_ページ本文_

中国への詫び状

 

 米国と中国の軍用機が接触した事件で、海南島に拘留されていた米海軍偵察機EP-3の乗員24人が解放され、米本国に戻った。とたんに米側の態度が一変し、「乗員が解放されるまでは」と低姿勢で耐えてきたブッシュ大統領が4月12日の乗員帰還歓迎声明で、接触事故の非は米側には一切なかったと潔白を宣言、米中協議では中国側に「厳しく質問せよ」との大方針を示したと伝えられる。

 ところが中国側はメンツだけを重んじるばかりで、事実認定はさておき、米側に謝まれの一点張り。米側がソリーにベリーをつけた途端に米国の陳謝があったとして乗員を解放した。名誉を忘れたメンツだけだから、ベリーの一語程度の重みしかなかったのである。

 米側は「ベリーソリー」とは言ったものの、内心は憤懣やるかたないところがあり、国務長官は謝まったわけではないと言い、解放された乗員から詳しい事情を聴くや、接触の原因とその後の対応で非は中国側にありと一斉に攻勢に転じた。

[ポイント指定とラベル付けの記録]
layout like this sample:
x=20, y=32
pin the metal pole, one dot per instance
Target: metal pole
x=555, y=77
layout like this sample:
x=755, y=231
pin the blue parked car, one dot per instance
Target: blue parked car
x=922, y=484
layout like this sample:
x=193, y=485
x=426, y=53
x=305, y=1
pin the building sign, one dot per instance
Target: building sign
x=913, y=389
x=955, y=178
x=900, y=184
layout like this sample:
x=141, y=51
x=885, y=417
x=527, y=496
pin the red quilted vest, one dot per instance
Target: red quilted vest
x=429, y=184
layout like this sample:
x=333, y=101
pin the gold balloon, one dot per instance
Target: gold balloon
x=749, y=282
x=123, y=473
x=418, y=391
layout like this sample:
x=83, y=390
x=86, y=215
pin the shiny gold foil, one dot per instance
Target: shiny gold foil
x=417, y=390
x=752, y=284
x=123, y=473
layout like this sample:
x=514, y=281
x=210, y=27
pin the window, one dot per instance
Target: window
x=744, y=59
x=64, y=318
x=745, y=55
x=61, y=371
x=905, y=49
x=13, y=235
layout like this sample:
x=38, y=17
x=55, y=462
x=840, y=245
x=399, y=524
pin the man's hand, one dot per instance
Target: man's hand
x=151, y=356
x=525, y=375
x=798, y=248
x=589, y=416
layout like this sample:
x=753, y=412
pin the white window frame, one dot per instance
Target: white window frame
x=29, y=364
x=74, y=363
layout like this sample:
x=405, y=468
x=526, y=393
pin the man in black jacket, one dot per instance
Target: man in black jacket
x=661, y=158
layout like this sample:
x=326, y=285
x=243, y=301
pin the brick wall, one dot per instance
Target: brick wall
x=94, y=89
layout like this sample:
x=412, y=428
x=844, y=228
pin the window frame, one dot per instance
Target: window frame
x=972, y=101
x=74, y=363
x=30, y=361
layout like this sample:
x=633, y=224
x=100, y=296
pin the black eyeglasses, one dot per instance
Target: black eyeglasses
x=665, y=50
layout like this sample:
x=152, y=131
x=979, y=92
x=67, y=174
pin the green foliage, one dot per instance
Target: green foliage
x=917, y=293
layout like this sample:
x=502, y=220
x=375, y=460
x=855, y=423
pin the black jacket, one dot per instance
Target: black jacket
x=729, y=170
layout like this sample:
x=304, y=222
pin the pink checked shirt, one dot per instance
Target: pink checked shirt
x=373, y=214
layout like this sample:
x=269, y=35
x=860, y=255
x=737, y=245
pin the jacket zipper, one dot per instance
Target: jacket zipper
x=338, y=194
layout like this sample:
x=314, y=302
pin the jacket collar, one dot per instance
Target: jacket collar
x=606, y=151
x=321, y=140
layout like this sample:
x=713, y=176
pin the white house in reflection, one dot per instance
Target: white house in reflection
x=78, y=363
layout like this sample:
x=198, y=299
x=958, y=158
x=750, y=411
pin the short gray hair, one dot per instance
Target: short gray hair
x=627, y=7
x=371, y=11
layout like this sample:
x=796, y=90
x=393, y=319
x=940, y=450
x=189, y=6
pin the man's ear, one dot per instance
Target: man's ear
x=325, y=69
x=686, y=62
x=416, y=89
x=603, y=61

_課題_
米中の軍用機接触事件を論じた本文を、最後の文に続けて書き進めてください。

_解答_
 13日の国防長官によれば、この事件には三つの争点があるという。第1に、スクランブルによって接触してきたのは中国軍戦闘機の方で、発生場所は公海上空だった。第2はEP-3が緊急着陸をする際、領空侵犯があったというが、実際は25〜30回の「メーデー」(救難信号)を発した。たしかに機首がなくなり、プロペラが欠けた状態で、よくまあ無事に着陸できたものと思う。

 第3に乗員の抑留問題で、このような戦闘状態でもない場合に「乗員を抑留し機体を留め置いた国はない」と中国側のやり方を非難した。たしかに中国側のやり口は捕虜のような扱い、というのが言い過ぎならば人質扱いであった。そして未だに機体は返還されていない。

 これに対し中国側は、ブッシュ大統領らが乗員帰還後「事故発生に何ら責任はない」とし、中国軍機の「攻撃的行動」を問題としていることに「強い不満」を表明、「米政府の高位当局者が最近、多くの無責任な発言をしている」と批判した。

 こうした米中の応酬について、どちらが良いとか悪いとかを言うつもりはないが、中国の戦闘機も機体が接触するまで近づかなくてもよさそうなもの。日本でも第2次大戦中、本土防衛を任務とする陸軍の戦闘機が空襲のために飛来したB-29に体当たりして却って墜落した例があるが、今の中国にはあれに似た悲壮感でもあるのだろうか。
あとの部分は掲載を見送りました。